#### [TAREFAS DO EXERCÍCIO]
(a) Segundo o texto sobre adoção, com que falta tem a ver o desacerto do casal que se candidata à adoção?
(b) Reproduza, do texto sobre adoção, todo o trecho que vai de "Os equívocos ou" até "emocionais do casal.".
(c) Relacione todos os itens que o texto sobre adoção aponta como presentes "em ambos os lados".

Entre os aspirantes a pais, é comum observarem-se casais desgastados e exauridos física, financeira e psiquicamente, em conseqüência dos tratamentos de fertilização, aliados ao sonho frustrado de constituir a família idealizada e à cobrança social e familiar de “ter que” ter filhos.

Embora possa parecer absurdo, o julgamento, o preconceito e a rejeição da sociedade podem ser inflexíveis para com os casais que crêem que se bastarão enquanto célula familiar e assumam que não precisam ou desejam viver a experiência da maternidade/paternidade.

Há sempre a pergunta que não quer calar… “Quando vocês terão filhos?  O tempo está passando!”; ou então o casal amigo, com sua prole: “Por que vocês não adotam uma criança?… Pais são aqueles que criam e amam do mesmo jeito!”.

É preciso parar para refletir: será que este casal, no mais íntimo do seu ser, deseja viver a experiência da paternidade? E se pensa em adoção, tem consciência do papel para o qual este filho está destinado?

Portanto, as faltas, as lacunas emocionais, frustrações e carências estão presentes em ambos os lados: nos filhos sem pais e nos pais sem filhos, ambos precisando ser acolhidos.

Da mesma forma, não podemos esquecer as fantasias e ambivalências, com relação a que lugar estes pais ocuparão na vida de seus futuros filhos, muitas vezes se qualificando como “menos pais” do que qualquer casal de pais biológicos, em conseqüência do possível sentimento de inferioridade decorrente da incapacidade de gerar filhos;  outras vezes, esta incapacidade física é vivida como uma punição por um aborto praticado, ou como uma denúncia do que pensam ser uma “deformação psicológica”, por não sentirem desejo ou aptidão para viver este papel. Só neste pequeno vislumbre percebemos que a adoção traz à tona múltiplos sentimentos, às vezes antagônicos e paradoxais.

Os equívocos ou falta de êxito não acontecem deliberadamente. Quando um casal se candidata à adoção, acredita verdadeiramente que este é o seu desejo maior e que está pronto para isso, muito embora, com o passar do tempo e a dor das dificuldades, por vezes se dê conta de que essa não era a realidade. Mas este desacerto nada tem a ver com falta de amor, e sim com falta de auto-conhecimento e/ou do outro, ou ainda das verdadeiras necessidades emocionais do casal.

#### [EXCERTO DO MATERIAL]
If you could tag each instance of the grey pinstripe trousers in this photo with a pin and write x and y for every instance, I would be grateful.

#### [RESPOSTAS POR TAREFA]
(a) Com falta de auto-conhecimento e/ou do outro, ou ainda das verdadeiras necessidades emocionais do casal.

(b)
Os equívocos ou falta de êxito não acontecem deliberadamente. Quando um casal se candidata à adoção, acredita verdadeiramente que este é o seu desejo maior e que está pronto para isso, muito embora, com o passar do tempo e a dor das dificuldades, por vezes se dê conta de que essa não era a realidade. Mas este desacerto nada tem a ver com falta de amor, e sim com falta de auto-conhecimento e/ou do outro, ou ainda das verdadeiras necessidades emocionais do casal.

(c) Faltas, lacunas emocionais, frustrações e carências.